Provided text:
▬▬▬
In Committee
Database Senate Hansard
Date 24-03-1994
Source Senate
Parl No. 37
Electorate VIC
Page 2182
Party LP
Speaker Senator PATTERSON
Context Bill
System Id chamber/hansards/1994-03-24/0091


Senator PATTERSON (12.30 p.m.) —Without seeking to make a personal explanation, I want to clarify one issue. I take this opportunity to make it clear that I did not say that the Minister for Family Services (Senator Crowley) was threatening people that the HCCA would be taken away. I could go back through Hansard, but do not believe I said that. I think that if Senator Crowley looked at Hansard, she would find that I did not say that.

  Senator Crowley has said that she is not at all interested in drafting amendments to deal with the issues that Senator Harradine, the Greens and I have been raising. I would interpret that to mean she is not at all interested in families with dependent children who are outside Australia for longer than 13 weeks. I refer to those people who go and serve in developing countries on behalf of organisations such as World Vision and the missionary organisation Interserve—all those organisations whose members have contacted me on other issues, claiming that they are paying tax in Australia and are not eligible for benefits.

  There is the example of the Medicare levy and young academics who are travelling overseas, paying their taxes in Australia and struggling to pay for a rented home overseas while developing their skills for the benefit of Australia. Senator Crowley is saying, `We don't care about those people'. She is not at all interested in them or in the families in which the youngest dependent child is a full-time student aged between 18 and 25 and earning less than $1,785 a year. She is especially not interested in country kids who cannot get part-time jobs. She is saying that the government is not interested in families in which the dependent child is a prescribed student or in those families which are treated differently in this system because they are now under social security legislation rather than under the taxation act.

  All those people sat in front of their television sets waiting to hear the promises that Mr Keating gave them before the election—many of which have since been broken. For those people this is one promise that has been broken. They thought they were going to get a home child-care allowance. As Senator Harradine has said, the government has not explained to us why young academic families and families working overseas on aid programs are excluded. It is beyond my comprehension. To some people $270 to $300-odd may seem a small amount, but to those families which are struggling to achieve an improvement in their own knowledge or assist other people in other countries, it is a major amount. I do not understand it, and I do not believe that Senator Crowley has done anything to make us understand it. That is why we are giving the government every opportunity to explain it. Yet Senator Crowley says, `Why would we draft such amendments?'. Hopefully the minister will see the light, as she did in the other legislation where amendments were drafted, and say, `Yes, we will address this issue and we will extend what would have been available under the dependent spouse rebate to those families which are now excluded under the Social Security Act'.
▬▬▬
Problems to work on:
[1] Shorten the paragraph of Senator Patterson's speech that begins "Senator Crowley has said that she is not at all interested," keeping its main facts.
[2] List every person Senator Patterson's speech refers to by name, not counting Senator Patterson.
[3] In Senator Patterson's speech, what sum of money might seem small to some people but is called a major amount for struggling families?

Stored data:
▬▬▬
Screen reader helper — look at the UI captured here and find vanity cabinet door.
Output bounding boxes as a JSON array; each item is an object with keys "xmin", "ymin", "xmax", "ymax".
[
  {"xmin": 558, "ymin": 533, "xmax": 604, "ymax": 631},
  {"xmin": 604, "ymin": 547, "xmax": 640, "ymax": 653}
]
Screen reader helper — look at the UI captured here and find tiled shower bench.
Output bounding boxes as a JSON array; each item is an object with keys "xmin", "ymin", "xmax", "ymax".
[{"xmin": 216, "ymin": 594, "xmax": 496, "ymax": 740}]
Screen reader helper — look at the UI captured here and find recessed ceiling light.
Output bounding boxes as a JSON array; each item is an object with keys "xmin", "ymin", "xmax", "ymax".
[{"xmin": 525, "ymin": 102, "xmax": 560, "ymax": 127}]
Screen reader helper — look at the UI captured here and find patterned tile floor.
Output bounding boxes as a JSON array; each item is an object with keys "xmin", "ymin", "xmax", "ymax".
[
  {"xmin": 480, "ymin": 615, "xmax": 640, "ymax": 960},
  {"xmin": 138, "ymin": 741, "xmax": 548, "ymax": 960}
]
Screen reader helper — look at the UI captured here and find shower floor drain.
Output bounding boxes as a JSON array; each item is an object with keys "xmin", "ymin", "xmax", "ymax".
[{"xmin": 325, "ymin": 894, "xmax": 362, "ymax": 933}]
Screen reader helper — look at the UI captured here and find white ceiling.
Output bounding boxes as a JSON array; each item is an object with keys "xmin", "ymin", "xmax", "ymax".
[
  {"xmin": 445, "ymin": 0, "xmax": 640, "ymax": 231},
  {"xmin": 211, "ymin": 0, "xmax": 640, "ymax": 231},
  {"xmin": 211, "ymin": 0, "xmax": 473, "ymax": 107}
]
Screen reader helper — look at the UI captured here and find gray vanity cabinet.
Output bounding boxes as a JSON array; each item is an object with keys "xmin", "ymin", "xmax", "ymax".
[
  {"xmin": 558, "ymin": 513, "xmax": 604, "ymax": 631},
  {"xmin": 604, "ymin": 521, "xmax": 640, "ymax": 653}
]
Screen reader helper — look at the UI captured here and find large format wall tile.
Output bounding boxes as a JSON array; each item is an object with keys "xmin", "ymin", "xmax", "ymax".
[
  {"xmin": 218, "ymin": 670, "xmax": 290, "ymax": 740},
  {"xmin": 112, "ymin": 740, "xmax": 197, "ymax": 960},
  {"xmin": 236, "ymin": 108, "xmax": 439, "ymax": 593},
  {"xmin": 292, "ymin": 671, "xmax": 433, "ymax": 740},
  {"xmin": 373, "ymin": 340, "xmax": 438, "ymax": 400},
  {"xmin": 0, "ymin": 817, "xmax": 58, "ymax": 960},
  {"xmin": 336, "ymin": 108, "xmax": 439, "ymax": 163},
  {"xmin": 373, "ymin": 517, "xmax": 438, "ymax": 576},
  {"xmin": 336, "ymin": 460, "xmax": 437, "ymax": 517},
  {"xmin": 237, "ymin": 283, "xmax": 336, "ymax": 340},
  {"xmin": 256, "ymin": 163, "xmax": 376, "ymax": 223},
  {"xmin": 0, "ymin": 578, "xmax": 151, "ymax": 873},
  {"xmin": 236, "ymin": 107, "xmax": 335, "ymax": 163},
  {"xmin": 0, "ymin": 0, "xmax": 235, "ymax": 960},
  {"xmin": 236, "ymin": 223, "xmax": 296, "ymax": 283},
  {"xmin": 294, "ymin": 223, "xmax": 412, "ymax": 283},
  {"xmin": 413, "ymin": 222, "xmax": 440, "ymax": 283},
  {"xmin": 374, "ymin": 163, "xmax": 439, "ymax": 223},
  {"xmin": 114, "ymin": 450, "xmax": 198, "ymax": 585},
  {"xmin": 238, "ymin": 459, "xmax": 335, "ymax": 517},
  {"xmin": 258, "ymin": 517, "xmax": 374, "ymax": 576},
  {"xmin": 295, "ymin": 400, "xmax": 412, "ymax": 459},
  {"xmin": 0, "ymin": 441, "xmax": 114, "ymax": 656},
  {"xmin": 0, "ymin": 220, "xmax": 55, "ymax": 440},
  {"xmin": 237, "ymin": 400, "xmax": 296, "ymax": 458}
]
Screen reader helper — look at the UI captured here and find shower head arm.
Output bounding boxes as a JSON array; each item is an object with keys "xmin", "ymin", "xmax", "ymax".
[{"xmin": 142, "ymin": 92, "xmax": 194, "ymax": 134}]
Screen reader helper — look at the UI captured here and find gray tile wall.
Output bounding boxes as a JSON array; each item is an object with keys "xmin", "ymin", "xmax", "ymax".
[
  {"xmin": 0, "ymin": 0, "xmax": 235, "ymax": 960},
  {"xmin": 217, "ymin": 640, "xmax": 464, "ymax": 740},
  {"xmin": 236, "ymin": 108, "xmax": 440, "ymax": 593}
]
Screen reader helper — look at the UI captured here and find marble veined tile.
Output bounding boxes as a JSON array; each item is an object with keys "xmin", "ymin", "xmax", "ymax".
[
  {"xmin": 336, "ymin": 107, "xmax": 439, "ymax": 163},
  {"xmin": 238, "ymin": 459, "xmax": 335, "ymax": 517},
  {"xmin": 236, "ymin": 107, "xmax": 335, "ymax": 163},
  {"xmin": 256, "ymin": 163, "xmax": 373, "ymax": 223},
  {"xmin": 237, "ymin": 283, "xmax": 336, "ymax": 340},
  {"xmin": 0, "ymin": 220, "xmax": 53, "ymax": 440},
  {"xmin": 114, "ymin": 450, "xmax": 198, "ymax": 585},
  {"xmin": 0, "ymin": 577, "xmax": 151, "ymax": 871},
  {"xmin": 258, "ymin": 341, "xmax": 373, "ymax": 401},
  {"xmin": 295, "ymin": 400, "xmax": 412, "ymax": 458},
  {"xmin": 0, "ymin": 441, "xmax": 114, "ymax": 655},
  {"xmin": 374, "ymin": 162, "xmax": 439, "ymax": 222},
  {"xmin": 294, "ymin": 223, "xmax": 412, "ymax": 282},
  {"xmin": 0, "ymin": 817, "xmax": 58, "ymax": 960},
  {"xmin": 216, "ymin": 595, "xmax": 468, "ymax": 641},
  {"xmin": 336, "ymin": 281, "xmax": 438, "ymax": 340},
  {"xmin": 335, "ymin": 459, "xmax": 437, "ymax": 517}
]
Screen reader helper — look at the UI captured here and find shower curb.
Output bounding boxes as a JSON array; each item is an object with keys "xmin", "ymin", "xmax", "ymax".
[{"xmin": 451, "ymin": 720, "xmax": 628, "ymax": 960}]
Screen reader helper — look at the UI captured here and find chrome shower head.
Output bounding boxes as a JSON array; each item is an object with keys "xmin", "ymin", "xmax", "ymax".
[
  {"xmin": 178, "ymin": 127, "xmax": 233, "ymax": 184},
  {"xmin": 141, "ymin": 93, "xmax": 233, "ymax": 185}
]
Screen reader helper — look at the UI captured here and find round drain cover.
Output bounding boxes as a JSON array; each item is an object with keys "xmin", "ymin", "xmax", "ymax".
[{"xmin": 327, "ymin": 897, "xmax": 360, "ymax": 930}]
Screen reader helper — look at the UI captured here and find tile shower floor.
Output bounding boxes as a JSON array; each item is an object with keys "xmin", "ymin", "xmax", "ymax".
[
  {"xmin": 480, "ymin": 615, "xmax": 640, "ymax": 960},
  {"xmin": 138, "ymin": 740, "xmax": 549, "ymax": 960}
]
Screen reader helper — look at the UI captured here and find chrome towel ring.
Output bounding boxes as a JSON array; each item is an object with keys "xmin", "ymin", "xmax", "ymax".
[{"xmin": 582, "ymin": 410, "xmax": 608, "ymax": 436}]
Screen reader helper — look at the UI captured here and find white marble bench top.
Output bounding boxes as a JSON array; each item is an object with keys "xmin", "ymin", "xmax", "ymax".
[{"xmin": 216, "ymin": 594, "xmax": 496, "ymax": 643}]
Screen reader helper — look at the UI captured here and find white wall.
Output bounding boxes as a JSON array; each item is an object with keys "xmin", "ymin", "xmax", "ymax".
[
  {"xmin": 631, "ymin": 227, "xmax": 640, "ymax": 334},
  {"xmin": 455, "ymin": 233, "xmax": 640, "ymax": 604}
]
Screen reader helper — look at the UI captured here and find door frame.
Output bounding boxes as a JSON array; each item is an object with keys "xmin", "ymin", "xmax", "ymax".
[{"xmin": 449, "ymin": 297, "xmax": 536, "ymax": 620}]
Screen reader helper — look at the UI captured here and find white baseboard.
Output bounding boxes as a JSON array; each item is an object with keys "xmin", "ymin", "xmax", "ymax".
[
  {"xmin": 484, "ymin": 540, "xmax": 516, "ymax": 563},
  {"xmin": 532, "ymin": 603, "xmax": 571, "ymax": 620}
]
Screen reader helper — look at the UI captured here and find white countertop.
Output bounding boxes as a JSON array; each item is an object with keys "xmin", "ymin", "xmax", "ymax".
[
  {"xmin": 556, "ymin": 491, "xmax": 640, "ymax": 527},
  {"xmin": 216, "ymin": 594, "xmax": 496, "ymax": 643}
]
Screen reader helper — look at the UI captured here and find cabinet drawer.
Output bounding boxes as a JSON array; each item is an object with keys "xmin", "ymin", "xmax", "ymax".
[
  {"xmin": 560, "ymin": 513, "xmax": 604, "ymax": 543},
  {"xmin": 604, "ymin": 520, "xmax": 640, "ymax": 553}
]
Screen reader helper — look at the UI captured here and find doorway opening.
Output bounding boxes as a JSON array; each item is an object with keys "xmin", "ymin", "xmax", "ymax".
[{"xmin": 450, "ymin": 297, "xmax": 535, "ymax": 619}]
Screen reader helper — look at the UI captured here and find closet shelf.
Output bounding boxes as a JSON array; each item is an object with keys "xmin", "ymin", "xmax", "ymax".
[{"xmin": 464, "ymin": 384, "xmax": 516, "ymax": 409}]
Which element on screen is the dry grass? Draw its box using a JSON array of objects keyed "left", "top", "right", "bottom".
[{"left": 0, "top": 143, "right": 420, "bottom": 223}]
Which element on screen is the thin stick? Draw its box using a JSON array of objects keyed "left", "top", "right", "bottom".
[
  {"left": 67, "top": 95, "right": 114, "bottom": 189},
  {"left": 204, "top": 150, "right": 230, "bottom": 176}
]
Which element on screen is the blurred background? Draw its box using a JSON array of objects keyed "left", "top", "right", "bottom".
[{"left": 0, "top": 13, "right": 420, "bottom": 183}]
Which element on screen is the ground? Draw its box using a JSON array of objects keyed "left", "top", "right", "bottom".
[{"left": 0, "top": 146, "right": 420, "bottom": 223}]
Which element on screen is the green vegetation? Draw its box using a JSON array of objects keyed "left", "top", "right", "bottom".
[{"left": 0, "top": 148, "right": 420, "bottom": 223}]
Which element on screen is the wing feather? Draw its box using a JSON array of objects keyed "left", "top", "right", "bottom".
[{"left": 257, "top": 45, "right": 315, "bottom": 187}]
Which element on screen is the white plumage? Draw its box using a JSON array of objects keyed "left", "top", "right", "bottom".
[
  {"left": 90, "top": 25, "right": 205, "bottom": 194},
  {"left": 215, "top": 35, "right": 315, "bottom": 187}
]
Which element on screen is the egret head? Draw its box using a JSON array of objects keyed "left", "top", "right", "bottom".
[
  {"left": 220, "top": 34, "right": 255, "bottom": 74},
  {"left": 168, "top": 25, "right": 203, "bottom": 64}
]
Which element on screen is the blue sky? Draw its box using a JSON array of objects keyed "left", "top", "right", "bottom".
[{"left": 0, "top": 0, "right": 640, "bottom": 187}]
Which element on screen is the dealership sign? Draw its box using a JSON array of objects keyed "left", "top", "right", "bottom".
▬▬▬
Answers by task:
[1] Senator Crowley has said she has no interest in drafting amendments on the issues raised by Senator Harradine, the Greens and Senator Patterson. Senator Patterson reads this as a lack of interest in families with dependent children who are outside Australia for more than 13 weeks. These include people serving in developing countries for groups such as World Vision and Interserve. Members of such groups say they pay tax in Australia but cannot get benefits.

[2]
- Senator Crowley (the Minister for Family Services)
- Senator Harradine
- Mr Keating

[3] $270 to $300-odd.